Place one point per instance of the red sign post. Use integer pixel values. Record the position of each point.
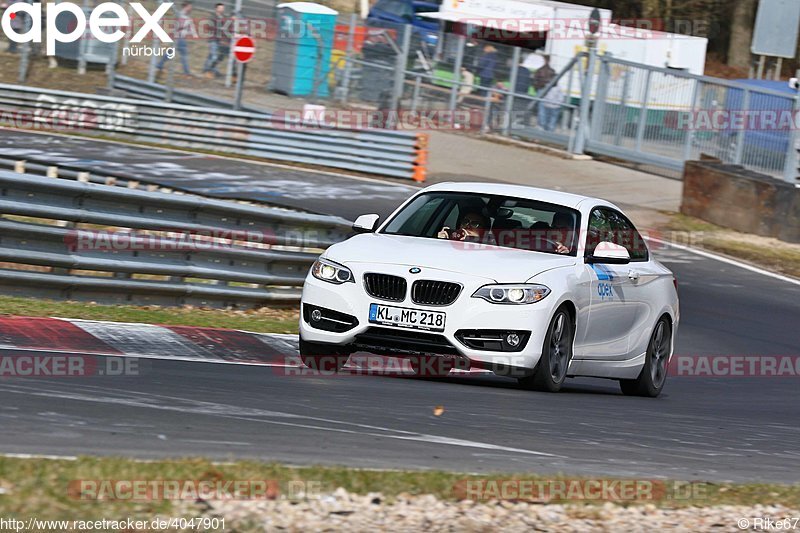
(244, 49)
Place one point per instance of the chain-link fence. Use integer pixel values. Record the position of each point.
(659, 117)
(378, 74)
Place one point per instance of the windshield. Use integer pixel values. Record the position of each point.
(488, 219)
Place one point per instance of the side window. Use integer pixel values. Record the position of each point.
(612, 226)
(626, 235)
(415, 224)
(599, 230)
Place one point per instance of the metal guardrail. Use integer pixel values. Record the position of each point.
(381, 152)
(205, 252)
(161, 93)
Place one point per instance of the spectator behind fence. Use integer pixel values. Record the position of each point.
(185, 30)
(486, 66)
(550, 108)
(543, 75)
(521, 87)
(218, 44)
(467, 84)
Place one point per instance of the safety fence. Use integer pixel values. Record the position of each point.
(84, 241)
(664, 117)
(280, 138)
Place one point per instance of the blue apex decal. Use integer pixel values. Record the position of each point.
(603, 273)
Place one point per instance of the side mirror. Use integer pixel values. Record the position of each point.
(366, 223)
(609, 253)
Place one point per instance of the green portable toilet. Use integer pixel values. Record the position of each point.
(302, 57)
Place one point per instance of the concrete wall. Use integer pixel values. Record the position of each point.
(739, 199)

GOAL OF THE EXERCISE.
Update the records by changing every "Record the position of each point" to "Report the coordinates of every point" and keeping all other text as it is. Leave out the pictures.

RESULT FOR THIS TASK.
Place one point per instance of the red sign post. Use integer pixel values. Report the coordinates of every point.
(244, 49)
Place one point per instance of the chain-link fence. Use integer pixel values. Report the coordinates of every point.
(659, 117)
(378, 74)
Place one point per instance of the windshield. Use integer pixel values. Report the coordinates of every point.
(488, 219)
Place one point per instance of the side window. Use integer pixel values. Report the coordinates of every point.
(612, 226)
(626, 235)
(415, 224)
(599, 230)
Place one point per instance of the metal guardrail. Use integer pixel values. Report the coordinates of every point.
(381, 152)
(205, 252)
(161, 93)
Place one point per instance of the spectator behind fence. Use integer pixel values. Report the coordinates of every point.
(185, 30)
(486, 66)
(550, 108)
(543, 75)
(521, 87)
(218, 44)
(467, 84)
Place one point per instance of the safety fence. Use integer pixel values. Report the coordinates of every point.
(84, 241)
(664, 117)
(280, 138)
Place one point per instance of the blue apex decal. Use integer pixel values. Report the coordinates of every point.
(603, 273)
Place one point per instance of the side mirror. Use integer pixel values. Report the coordinates of every point.
(366, 223)
(609, 253)
Place one point per instance of the green portable toilet. Use integer pixel values. Report the coordinates of every point.
(302, 57)
Place one point per instance of the concrete wall. Use integer pixel values. Report the coordinates of every point.
(739, 199)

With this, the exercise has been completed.